_To do_
Word for word, print each line of the listing below; pictures stay out.

_The data_
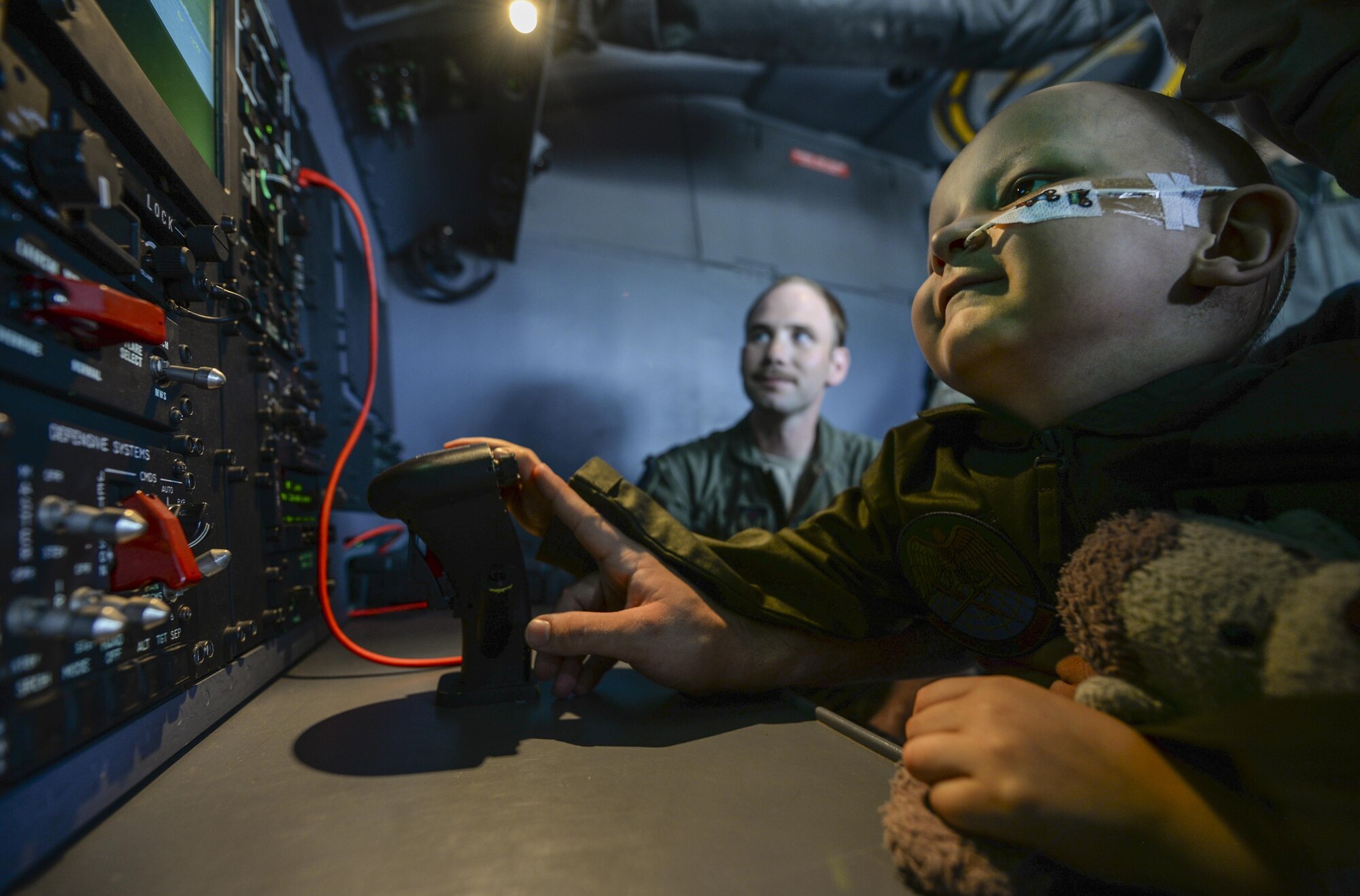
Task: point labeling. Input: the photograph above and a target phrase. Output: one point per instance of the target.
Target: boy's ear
(1249, 233)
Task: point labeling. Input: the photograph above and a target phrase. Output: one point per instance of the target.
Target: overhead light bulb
(524, 17)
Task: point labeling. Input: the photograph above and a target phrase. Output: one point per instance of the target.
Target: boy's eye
(1026, 186)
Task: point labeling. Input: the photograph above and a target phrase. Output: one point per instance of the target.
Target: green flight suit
(966, 519)
(720, 485)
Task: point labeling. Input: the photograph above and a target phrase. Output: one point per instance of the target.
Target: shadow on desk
(413, 736)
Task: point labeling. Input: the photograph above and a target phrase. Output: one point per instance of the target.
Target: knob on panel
(209, 244)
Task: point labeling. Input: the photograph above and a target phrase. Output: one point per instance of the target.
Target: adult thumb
(583, 633)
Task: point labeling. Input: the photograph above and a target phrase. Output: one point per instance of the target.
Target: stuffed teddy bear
(1169, 615)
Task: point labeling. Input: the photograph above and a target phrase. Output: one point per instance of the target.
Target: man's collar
(745, 448)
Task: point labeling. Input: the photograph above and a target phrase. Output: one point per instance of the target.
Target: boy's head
(1044, 320)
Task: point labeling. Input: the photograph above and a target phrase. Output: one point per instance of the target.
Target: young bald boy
(1100, 264)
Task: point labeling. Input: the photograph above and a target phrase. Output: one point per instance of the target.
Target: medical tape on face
(1180, 198)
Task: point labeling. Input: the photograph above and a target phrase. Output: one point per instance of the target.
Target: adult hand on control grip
(637, 611)
(528, 505)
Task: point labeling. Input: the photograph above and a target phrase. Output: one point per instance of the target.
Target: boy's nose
(950, 241)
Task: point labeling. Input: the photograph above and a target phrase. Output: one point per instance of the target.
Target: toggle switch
(35, 618)
(202, 377)
(161, 555)
(213, 562)
(108, 524)
(77, 169)
(143, 613)
(93, 313)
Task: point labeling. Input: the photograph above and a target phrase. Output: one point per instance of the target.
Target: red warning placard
(821, 164)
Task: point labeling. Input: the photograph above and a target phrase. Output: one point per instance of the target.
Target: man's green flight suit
(966, 519)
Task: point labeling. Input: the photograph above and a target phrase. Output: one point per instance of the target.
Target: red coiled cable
(307, 177)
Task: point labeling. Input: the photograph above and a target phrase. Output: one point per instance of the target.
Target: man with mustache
(783, 463)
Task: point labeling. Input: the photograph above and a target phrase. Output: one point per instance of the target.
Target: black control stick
(452, 502)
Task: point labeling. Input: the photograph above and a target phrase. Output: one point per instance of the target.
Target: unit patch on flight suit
(977, 587)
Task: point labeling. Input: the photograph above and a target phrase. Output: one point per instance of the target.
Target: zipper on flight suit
(1048, 474)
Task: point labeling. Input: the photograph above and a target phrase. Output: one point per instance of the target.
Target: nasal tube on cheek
(1178, 195)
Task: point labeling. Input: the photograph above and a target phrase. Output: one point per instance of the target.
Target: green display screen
(175, 43)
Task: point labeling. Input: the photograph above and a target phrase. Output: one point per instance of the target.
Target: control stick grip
(452, 501)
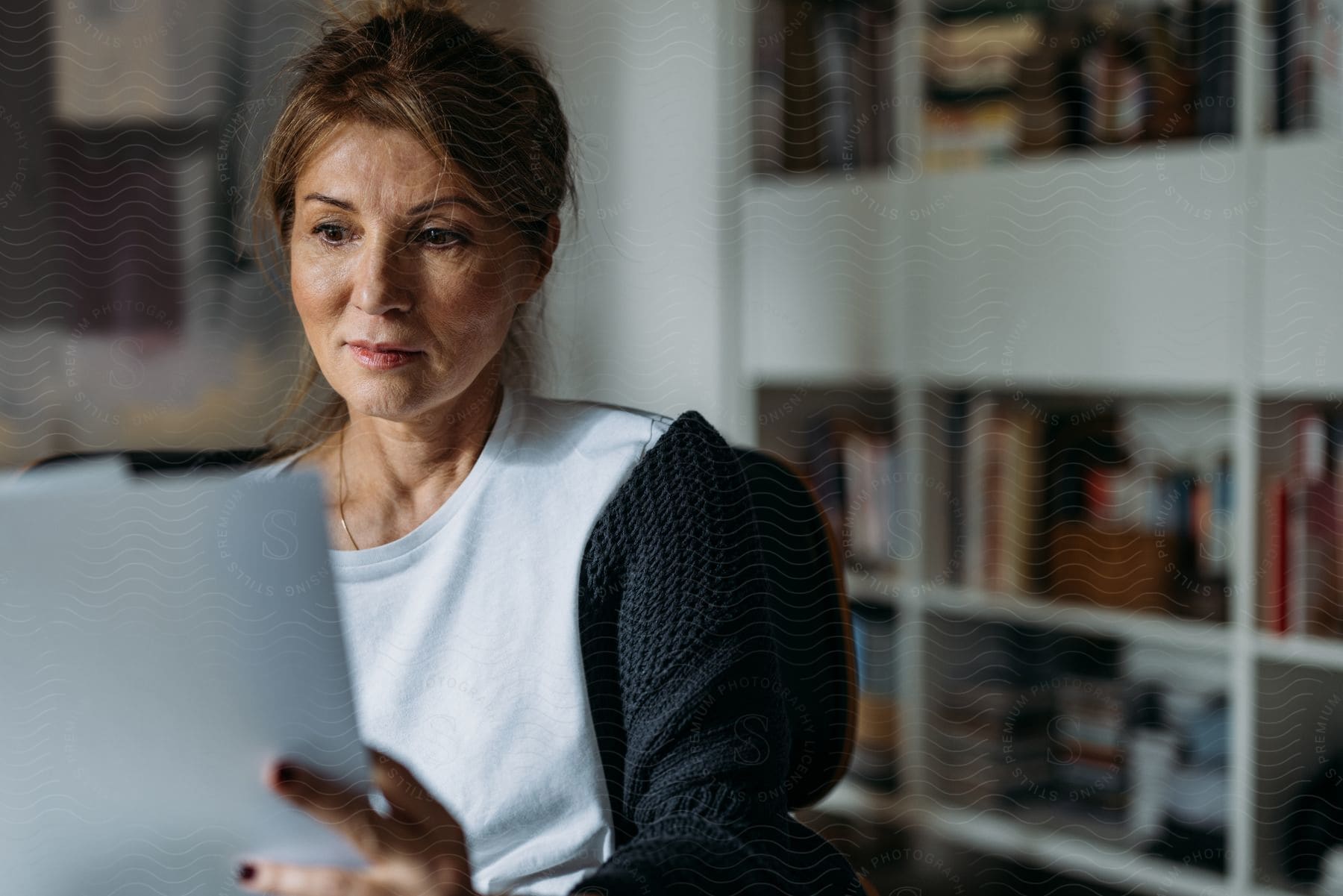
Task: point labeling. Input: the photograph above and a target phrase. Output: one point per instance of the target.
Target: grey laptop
(160, 642)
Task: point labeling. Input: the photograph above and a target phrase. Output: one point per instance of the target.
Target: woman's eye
(441, 236)
(328, 231)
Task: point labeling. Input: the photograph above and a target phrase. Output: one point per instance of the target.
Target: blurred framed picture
(122, 60)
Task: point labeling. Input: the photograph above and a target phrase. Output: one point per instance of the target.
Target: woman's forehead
(379, 164)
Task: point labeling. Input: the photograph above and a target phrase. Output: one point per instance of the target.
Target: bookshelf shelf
(1067, 615)
(1069, 849)
(1302, 651)
(1177, 278)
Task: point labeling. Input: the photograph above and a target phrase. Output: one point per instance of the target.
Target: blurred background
(1044, 296)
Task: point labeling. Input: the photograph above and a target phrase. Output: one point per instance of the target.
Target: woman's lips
(382, 360)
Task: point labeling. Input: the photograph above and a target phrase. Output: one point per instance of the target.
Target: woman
(554, 605)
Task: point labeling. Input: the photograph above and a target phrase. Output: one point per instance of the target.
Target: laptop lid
(160, 642)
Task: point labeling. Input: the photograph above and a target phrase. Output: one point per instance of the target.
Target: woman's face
(389, 251)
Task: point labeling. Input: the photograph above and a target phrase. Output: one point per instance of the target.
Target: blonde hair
(472, 95)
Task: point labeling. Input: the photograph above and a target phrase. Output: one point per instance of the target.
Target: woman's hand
(416, 850)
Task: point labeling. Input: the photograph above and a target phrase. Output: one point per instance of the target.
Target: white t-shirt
(463, 641)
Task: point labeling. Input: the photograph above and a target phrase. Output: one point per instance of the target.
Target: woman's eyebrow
(423, 207)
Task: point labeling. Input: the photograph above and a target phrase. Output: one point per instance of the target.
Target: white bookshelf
(1048, 275)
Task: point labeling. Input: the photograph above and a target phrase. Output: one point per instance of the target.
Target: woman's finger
(411, 800)
(347, 809)
(302, 880)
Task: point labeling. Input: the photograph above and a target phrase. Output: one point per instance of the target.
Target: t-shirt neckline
(403, 545)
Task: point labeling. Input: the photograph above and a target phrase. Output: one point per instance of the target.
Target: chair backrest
(809, 606)
(810, 610)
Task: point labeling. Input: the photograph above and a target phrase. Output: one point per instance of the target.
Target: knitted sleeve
(700, 793)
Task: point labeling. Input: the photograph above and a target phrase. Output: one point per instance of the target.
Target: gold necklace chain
(342, 505)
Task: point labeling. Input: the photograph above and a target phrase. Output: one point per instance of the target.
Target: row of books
(1005, 81)
(1303, 523)
(879, 724)
(1052, 503)
(864, 484)
(822, 94)
(1304, 77)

_Task response_
Task: point labeling. Input: the photograph above and a target phrase. Output: one point per instance of the target.
Target: boy's ear
(1249, 233)
Task: point labeling. Input: the photograph above and a target phrase. Output: one point per instance of the target.
Target: overhead light bulb
(524, 17)
Task: point labeling. Input: the photograph above and a target phrase. Output: one point per instance of the target.
Target: boy's eye
(1026, 186)
Task: point labeling. Input: the photograph above and a target phrase. Output: one point per instance of the target.
Target: green flight suit
(966, 519)
(720, 485)
Task: point labeling. Input: the photograph above and a target phrase. Output: one point per instance of the target.
Target: shadow on desk
(413, 736)
Task: point labeling. Input: the photograph above and a target phrase. Output: one point per instance of the target.
Target: knob on panel
(209, 244)
Task: point labeling. Input: the photograph above and a target phrase. Output: one point per instance of the target.
Target: adult thumb
(583, 633)
Task: point labeling. Input: the photograph above and a target phrase. Output: one point per instance of the target.
Target: stuffed teddy bear
(1169, 615)
Task: point labeling. Input: the photograph above and a target phrase. Output: one point per instance of the target.
Target: man's collar
(745, 448)
Task: point labeling. Input: the photograph above and a target phrase. Output: one point per instance of the target.
Target: boy's head
(1044, 320)
Task: point labeling. Input: the photograph above and a target phrase. Output: one point per instance of the target.
Target: young bald boy
(1100, 264)
Task: point labeling. Input: the photograph above and a target phrase. Output: one point per instance of the target.
Target: medical tape on face
(1180, 198)
Task: point labeling. Input: the photograph above and a target phrase. Output: one point per instance of the target.
Target: adult hand on control grip
(637, 611)
(528, 505)
Task: point labeling. Input: the photograph above and a target phrase. Output: one point per instance of the target.
Target: boy's nose
(950, 241)
Task: point labeling. Input: the photograph above and a target phrase. Output: one point per instance of the target.
Target: toggle switch
(35, 618)
(202, 377)
(161, 555)
(213, 562)
(108, 524)
(77, 169)
(143, 613)
(93, 313)
Task: point labeling. Input: the photograph above and a target phrase. Output: one point per instance of the target.
Target: red warning placard
(821, 164)
Task: point labeling. Input: the photograph above and a target phrase. Output: one point per instance of the target.
Target: man's green flight suit
(966, 519)
Task: point labeling. Input: the photograph above and a target phrase. Output: one point per instance of the target.
Target: red coiled cable
(307, 177)
Task: point labeling. Input: the photograph above and a target phrase. Output: one point per instance of the target.
Target: man with mustache
(783, 463)
Task: point labeling. Input: the photograph above and a target phrase. Output: one point per instance of the target.
Target: black control stick
(452, 502)
Task: point labeling. Input: the photograph above and a target phrase. Output: one point per instance of the target.
Target: unit patch on flight suit
(977, 587)
Task: point labeling. Input: the photograph above and a target phrase. Output: one point per instance of the target.
Target: zipper on flight suit
(1048, 474)
Task: point labeling. Input: the photograph above and a target phrase. Output: one point per instance of the target.
Target: nasal tube on cheek
(1178, 195)
Task: point labeling. Input: the photograph above and a target phrase. Output: one point per instance of the target.
Target: green display screen
(175, 43)
Task: point labeling. Input: the photograph above and a target phrase. Output: one point per instance of the target.
Target: control stick grip
(452, 501)
Task: point labeling. Input: the photograph above and a target phrase. Output: one point per instance of the target.
Target: grey laptop
(160, 642)
Task: point labeling. Input: the photograph above and a target phrase. Output: one point per instance of the target.
Target: woman's eye
(441, 236)
(328, 231)
Task: point labeling. Input: the photograph above and a target phrase. Output: one point per instance of the target.
Target: blurred framed picture
(122, 60)
Task: point labeling. Input: the photograph above and a target phrase. Output: one point per instance of the target.
Target: woman's forehead
(379, 164)
Task: point labeling. Input: the photograph above and a target phrase. Output: one point per instance of the target.
Target: bookshelf shelf
(1067, 615)
(1069, 849)
(1302, 651)
(1177, 278)
Task: point labeling. Input: the photograph above and a target phrase. Output: one point per instance of the target.
Target: blurred background
(1044, 296)
Task: point labeling. Input: the photograph above and a target phrase. Output: one point per instance of the target.
Target: woman's lips
(382, 360)
Task: point labeling. Input: the photograph above and a target phrase. Output: one point per instance of the target.
Target: woman
(554, 605)
Task: point labeling. Input: the photograph above and a target phrase. Output: one point per instance of the target.
Target: laptop lid
(160, 642)
Task: point labeling. Input: the photograph above and a target phrase. Output: one point per instance of the target.
Target: woman's face
(389, 251)
Task: point labeling. Input: the photograph above and a target phrase. Output: one point per instance of the target.
Target: blonde hair
(472, 95)
Task: point labeling. Input: the photograph above and a target phrase. Output: one point per instance of the target.
Target: woman's hand
(416, 850)
Task: point labeling. Input: the photograph above and a target phrase. Output: one point per instance of the target.
Target: white t-shirt
(463, 641)
Task: point labeling. Input: the photograph above and a target phrase. Output: one point per instance of the target.
Target: woman's eyebrow
(423, 207)
Task: point labeling. Input: the photograph above and a target phrase. Output: one point per instance of the target.
Target: white bookshelf
(1048, 275)
Task: point labeling. Input: the photograph above and a target phrase. Output: one point per instance of the target.
Target: woman's finger
(411, 800)
(347, 809)
(302, 880)
Task: point labeling. Input: the photograph above and a target phrase. Output: one point per instance of the target.
Target: t-shirt neckline
(403, 545)
Task: point labeling. Input: the photograph above and a target phrase. Output: one point per instance of the target.
Target: chair backrest
(809, 606)
(810, 610)
Task: point labeling. Input: the photograph above and a target phrase. Output: one point per instance of the target.
Target: knitted sleeve
(700, 793)
Task: point labeling. Input: the photograph above and a target phrase. Output: one point per instance of the target.
Target: gold necklace chain
(342, 505)
Task: point labeling. Input: the photograph above and a target phrase. Output: one point per instance of the target.
Target: row of books
(1005, 81)
(1303, 523)
(879, 724)
(1052, 503)
(864, 484)
(822, 94)
(1304, 77)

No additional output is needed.